### INSTRUCTIONS FOR THE TASK
Pick out every line in the entries below that contains the string "roller", and copy each one.

### EXTRACTED INFORMATION
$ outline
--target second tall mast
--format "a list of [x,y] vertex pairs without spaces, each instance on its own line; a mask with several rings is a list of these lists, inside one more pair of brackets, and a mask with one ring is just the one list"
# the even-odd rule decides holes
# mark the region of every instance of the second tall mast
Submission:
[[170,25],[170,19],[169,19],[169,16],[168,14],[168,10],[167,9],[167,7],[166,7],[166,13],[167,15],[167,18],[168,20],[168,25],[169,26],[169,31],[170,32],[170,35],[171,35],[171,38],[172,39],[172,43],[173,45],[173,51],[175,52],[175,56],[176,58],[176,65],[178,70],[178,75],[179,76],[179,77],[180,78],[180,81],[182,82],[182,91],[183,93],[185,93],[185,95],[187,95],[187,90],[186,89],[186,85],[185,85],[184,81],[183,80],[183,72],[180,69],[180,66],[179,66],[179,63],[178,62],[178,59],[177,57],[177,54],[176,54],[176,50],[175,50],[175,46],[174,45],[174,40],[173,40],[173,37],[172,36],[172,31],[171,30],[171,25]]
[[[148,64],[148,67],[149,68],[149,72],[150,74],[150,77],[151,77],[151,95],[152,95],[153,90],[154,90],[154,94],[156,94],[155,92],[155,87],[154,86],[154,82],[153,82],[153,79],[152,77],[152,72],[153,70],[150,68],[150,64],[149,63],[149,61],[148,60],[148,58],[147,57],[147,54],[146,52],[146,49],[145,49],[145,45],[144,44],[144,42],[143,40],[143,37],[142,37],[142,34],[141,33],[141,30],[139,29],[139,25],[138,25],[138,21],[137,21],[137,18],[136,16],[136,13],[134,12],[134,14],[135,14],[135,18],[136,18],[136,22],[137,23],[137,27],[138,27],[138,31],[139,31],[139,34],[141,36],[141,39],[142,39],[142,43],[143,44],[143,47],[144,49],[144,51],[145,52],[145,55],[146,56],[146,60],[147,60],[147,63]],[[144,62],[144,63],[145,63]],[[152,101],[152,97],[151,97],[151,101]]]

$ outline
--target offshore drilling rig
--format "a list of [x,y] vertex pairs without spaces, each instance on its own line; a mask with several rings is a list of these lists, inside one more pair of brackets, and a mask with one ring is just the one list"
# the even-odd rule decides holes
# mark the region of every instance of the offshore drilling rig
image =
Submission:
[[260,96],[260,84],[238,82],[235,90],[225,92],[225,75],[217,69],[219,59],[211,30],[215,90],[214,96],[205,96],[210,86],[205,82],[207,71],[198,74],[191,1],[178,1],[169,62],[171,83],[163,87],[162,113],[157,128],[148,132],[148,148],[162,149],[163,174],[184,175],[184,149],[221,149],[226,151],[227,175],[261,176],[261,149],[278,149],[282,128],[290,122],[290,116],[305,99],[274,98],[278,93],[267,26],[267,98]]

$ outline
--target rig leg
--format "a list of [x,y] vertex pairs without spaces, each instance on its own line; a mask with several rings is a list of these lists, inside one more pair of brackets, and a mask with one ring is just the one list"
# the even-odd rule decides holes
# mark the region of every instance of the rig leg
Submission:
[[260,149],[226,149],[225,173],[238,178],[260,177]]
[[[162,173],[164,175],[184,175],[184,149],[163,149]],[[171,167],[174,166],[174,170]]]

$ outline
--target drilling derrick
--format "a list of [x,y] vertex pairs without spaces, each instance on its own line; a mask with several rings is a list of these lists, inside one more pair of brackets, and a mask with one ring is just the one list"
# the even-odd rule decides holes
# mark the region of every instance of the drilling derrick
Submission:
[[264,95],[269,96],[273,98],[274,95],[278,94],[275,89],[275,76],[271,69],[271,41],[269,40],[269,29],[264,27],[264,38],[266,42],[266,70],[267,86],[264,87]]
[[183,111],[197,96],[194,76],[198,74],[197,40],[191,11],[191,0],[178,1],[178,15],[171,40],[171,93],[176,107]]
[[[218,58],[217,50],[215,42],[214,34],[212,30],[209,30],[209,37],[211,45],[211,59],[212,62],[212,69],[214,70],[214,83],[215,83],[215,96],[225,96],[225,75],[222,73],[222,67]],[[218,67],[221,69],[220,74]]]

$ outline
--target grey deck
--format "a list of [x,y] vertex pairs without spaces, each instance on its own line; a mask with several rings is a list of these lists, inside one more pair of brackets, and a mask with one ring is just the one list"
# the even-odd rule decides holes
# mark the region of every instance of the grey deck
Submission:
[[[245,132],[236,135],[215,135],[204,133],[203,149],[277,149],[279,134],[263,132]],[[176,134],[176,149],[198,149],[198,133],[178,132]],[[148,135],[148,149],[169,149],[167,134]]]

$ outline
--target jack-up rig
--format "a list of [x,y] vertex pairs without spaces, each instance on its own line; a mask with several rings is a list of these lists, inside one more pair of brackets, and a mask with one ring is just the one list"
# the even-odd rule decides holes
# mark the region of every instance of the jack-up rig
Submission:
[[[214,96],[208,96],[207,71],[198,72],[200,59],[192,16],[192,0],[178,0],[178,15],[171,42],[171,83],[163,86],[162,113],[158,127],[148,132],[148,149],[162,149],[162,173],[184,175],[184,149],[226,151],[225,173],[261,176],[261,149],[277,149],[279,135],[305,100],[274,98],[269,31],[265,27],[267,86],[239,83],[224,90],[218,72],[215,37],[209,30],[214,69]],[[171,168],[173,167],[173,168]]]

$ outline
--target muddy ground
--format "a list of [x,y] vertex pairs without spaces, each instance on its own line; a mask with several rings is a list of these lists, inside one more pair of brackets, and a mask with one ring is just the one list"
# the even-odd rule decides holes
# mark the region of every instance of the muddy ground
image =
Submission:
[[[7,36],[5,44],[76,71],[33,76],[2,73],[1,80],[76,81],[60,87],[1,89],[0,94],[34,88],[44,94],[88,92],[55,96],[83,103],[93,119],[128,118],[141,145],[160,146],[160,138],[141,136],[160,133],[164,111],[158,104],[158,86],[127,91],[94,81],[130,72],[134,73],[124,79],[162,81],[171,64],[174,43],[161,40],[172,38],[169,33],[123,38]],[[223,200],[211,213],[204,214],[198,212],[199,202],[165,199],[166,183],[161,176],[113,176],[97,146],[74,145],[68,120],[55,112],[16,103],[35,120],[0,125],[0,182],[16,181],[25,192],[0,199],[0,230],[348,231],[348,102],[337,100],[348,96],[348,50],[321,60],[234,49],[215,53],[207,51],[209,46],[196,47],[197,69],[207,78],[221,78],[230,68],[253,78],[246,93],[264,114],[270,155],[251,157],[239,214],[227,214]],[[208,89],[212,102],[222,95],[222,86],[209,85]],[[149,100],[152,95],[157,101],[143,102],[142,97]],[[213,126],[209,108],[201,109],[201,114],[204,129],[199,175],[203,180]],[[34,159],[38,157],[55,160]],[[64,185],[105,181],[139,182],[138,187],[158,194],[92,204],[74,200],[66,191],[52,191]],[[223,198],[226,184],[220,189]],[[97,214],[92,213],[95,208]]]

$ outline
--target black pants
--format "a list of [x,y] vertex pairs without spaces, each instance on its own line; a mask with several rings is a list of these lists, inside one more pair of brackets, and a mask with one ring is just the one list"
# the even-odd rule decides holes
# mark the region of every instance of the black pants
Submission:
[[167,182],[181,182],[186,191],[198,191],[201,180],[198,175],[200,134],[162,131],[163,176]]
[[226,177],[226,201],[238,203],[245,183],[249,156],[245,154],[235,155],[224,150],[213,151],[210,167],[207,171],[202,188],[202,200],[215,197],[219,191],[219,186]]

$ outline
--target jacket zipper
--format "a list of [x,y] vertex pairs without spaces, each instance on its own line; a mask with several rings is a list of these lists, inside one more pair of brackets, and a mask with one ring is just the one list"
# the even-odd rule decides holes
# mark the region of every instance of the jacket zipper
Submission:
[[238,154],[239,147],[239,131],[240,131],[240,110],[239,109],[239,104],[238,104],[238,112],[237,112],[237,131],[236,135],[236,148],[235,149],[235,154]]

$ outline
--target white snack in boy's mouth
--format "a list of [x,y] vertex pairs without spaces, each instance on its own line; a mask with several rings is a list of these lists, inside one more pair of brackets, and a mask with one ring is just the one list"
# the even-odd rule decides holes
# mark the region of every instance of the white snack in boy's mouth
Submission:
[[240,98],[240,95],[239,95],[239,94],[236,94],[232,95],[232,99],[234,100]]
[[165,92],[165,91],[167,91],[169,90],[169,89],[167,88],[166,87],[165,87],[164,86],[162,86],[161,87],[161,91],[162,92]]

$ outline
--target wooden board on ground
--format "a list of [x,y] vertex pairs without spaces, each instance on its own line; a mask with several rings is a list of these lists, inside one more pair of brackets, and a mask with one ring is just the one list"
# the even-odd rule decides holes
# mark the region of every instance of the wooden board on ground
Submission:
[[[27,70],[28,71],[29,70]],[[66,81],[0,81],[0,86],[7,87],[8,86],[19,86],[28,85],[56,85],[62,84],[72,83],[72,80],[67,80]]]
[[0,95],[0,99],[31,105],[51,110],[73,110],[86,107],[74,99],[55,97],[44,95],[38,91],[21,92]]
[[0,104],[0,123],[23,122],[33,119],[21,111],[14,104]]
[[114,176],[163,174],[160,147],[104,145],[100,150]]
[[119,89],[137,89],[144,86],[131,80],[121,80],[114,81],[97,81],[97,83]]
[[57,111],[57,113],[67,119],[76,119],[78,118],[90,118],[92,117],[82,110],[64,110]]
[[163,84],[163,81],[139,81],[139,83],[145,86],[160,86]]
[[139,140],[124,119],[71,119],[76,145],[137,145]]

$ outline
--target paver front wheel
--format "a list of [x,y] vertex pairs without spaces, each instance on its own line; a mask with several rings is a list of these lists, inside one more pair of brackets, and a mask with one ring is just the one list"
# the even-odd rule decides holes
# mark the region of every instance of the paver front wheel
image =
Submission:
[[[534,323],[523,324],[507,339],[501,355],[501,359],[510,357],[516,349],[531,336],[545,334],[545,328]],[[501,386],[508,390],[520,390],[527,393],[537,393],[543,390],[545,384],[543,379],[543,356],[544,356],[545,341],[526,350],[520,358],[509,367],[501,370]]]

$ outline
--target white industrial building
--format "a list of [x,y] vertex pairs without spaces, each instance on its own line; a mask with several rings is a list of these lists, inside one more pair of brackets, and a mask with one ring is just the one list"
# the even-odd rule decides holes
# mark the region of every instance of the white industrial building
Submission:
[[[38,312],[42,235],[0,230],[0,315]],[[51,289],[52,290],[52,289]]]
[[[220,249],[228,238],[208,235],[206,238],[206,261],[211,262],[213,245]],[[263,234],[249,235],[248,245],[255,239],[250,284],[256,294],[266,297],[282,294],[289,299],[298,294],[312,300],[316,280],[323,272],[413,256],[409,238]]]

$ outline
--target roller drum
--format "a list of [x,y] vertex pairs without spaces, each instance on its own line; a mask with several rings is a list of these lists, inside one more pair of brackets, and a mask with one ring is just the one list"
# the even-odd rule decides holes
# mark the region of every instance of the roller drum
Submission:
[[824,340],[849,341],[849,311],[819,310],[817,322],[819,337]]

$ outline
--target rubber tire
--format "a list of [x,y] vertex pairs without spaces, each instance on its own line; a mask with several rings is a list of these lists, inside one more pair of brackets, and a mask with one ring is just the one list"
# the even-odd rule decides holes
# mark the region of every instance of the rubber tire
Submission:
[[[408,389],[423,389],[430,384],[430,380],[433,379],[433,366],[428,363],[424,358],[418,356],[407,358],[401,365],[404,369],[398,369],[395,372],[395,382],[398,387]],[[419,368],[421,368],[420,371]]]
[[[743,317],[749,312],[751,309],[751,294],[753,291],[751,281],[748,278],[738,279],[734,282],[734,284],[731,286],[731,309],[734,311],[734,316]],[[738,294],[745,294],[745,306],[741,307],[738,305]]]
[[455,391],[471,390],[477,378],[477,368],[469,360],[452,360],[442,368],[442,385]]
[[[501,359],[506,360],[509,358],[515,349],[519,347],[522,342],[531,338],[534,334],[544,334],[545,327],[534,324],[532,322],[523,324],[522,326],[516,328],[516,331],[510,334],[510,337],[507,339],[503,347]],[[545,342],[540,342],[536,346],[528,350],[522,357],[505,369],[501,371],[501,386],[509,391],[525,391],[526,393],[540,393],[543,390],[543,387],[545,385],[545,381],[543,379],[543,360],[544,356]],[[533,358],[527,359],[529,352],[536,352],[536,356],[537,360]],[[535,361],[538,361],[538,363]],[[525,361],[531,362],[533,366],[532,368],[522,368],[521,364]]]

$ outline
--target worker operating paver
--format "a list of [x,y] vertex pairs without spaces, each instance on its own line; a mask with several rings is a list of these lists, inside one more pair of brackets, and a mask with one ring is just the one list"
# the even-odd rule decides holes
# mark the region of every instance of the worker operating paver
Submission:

### FINISHED ANSWER
--target roller drum
# mark the region of every instance of the roller drum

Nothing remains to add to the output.